- **EXERCISE MATERIAL**
□ □ □
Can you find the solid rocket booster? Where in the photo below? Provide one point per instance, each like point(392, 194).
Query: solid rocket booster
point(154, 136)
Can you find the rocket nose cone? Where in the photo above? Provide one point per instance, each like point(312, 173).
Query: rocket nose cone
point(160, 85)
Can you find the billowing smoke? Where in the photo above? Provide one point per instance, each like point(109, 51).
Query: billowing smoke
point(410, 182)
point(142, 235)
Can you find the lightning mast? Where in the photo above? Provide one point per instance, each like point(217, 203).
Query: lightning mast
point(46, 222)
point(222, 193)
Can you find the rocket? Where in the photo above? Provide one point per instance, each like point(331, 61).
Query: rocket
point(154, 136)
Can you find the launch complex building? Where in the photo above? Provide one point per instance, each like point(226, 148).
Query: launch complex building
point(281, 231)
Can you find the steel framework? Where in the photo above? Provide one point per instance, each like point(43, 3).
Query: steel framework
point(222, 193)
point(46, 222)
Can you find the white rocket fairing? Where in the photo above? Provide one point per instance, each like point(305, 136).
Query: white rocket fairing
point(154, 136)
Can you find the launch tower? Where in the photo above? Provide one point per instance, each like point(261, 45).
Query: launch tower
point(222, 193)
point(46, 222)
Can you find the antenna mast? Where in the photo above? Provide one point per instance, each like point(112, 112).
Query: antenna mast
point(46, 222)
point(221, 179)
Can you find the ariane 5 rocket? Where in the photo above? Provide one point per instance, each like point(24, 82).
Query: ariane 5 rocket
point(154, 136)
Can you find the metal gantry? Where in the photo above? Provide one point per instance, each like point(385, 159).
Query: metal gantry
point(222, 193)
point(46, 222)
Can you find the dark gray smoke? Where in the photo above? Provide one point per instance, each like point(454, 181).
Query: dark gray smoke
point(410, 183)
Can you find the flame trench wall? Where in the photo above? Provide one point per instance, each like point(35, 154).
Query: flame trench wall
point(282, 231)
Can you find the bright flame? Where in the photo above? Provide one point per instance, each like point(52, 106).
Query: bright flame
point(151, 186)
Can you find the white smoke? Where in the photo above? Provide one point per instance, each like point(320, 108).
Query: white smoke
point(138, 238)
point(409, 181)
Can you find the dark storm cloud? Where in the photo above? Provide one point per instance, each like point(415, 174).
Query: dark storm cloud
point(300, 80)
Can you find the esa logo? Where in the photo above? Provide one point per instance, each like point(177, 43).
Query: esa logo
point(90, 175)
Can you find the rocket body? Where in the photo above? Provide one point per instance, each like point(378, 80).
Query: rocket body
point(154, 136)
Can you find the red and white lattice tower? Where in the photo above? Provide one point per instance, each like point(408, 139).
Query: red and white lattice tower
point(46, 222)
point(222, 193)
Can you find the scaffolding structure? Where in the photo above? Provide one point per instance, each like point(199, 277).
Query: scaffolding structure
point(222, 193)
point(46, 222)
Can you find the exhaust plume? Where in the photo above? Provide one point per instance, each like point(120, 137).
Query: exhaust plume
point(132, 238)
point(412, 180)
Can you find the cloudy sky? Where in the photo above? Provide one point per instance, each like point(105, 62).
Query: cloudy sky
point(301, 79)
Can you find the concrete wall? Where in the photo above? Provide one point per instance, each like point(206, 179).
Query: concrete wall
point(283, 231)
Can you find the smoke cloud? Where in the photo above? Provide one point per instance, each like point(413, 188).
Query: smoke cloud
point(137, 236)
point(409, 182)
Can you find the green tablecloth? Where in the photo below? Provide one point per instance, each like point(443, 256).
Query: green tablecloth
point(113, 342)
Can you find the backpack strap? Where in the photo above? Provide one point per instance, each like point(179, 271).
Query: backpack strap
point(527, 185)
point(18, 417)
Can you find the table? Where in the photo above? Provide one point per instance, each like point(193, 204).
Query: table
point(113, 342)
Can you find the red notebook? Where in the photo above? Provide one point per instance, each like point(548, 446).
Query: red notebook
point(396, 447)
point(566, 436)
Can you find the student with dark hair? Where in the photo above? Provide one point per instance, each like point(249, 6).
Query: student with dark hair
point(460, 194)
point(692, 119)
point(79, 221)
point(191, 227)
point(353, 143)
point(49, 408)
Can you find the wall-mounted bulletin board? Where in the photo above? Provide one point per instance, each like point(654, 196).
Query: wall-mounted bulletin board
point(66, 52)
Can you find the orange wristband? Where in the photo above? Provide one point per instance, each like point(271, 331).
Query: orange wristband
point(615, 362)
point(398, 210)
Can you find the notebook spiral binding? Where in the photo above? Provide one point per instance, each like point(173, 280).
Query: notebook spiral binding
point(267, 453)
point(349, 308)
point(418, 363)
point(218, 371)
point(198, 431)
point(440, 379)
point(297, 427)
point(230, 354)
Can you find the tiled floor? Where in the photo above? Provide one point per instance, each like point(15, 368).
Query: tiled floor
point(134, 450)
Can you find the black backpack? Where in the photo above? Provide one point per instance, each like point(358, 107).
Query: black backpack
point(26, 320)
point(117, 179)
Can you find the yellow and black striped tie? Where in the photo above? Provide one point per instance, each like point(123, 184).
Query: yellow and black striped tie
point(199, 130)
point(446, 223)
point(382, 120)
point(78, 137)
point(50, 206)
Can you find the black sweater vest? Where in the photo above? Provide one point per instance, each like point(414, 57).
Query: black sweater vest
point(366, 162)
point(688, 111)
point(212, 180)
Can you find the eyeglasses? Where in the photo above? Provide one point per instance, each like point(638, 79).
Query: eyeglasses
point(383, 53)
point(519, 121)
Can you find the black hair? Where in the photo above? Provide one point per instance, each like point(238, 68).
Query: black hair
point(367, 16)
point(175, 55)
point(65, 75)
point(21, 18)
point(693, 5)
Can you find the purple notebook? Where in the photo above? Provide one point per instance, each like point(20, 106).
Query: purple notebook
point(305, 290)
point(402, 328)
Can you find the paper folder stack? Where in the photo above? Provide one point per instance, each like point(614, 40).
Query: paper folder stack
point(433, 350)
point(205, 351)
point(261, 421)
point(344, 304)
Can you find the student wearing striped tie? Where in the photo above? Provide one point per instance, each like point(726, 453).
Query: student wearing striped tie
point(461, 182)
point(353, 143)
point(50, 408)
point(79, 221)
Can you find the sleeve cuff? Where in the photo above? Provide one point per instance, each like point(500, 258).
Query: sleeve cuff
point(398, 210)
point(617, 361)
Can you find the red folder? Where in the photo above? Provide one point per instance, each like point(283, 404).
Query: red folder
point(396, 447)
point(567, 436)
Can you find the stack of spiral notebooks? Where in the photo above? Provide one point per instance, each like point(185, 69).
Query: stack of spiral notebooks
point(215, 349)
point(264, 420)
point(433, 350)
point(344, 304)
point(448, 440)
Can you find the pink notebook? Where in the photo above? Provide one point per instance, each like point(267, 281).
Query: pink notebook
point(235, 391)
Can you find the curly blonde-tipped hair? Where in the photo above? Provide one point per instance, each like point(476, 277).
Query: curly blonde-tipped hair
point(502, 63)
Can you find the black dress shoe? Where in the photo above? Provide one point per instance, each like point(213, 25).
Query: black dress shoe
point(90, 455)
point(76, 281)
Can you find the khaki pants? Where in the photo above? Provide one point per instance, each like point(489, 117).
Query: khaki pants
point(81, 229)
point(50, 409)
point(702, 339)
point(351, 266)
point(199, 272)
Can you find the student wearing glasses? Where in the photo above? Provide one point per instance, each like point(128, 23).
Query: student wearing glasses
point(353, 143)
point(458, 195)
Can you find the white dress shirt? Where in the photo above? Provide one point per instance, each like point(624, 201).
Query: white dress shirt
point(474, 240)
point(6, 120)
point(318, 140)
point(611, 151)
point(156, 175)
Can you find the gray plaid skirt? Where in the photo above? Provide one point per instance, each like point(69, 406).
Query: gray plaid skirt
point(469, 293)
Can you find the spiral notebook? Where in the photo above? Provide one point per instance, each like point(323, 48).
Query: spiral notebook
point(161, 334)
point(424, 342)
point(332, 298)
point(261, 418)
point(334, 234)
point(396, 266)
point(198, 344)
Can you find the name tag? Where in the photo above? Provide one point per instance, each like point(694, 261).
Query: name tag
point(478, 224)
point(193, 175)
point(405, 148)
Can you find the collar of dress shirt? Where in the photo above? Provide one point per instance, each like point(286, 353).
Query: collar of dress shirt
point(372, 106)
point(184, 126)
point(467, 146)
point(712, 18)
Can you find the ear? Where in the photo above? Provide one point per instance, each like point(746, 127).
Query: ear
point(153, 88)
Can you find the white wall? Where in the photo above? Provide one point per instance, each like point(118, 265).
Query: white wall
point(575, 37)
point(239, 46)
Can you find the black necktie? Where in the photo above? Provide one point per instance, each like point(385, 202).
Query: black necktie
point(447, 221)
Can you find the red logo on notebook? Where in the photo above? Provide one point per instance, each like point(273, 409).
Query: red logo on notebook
□ □ □
- **PROBLEM**
Rewrite the entries from the line containing "Can you find the red and" down to the line containing "point(409, 182)", replacing "exhaust plume" with "rocket exhaust" and leaving everything else unchanged.

- **SOLUTION FOR THIS EXERCISE**
Can you find the red and white lattice tower? Where in the photo above? Provide one point per instance, each like point(408, 139).
Query: red and white lattice tower
point(46, 222)
point(222, 193)
Can you find the scaffolding structure? Where in the photo above? Provide one point per instance, each like point(199, 277).
Query: scaffolding structure
point(222, 193)
point(46, 222)
Can you find the rocket exhaust? Where in the photo above? Provide one point per instance, each like point(120, 137).
Query: rocket exhaust
point(132, 238)
point(412, 180)
Can you find the cloudy sky? Where in the photo above? Provide one point per instance, each like point(105, 62).
Query: cloudy sky
point(301, 79)
Can you find the concrete wall? Where in the photo above? Provide one point per instance, each like point(206, 179).
Query: concrete wall
point(283, 231)
Can you find the smoke cloud? Where in the photo above? Provide one point per instance, each like point(413, 188).
Query: smoke cloud
point(137, 236)
point(409, 182)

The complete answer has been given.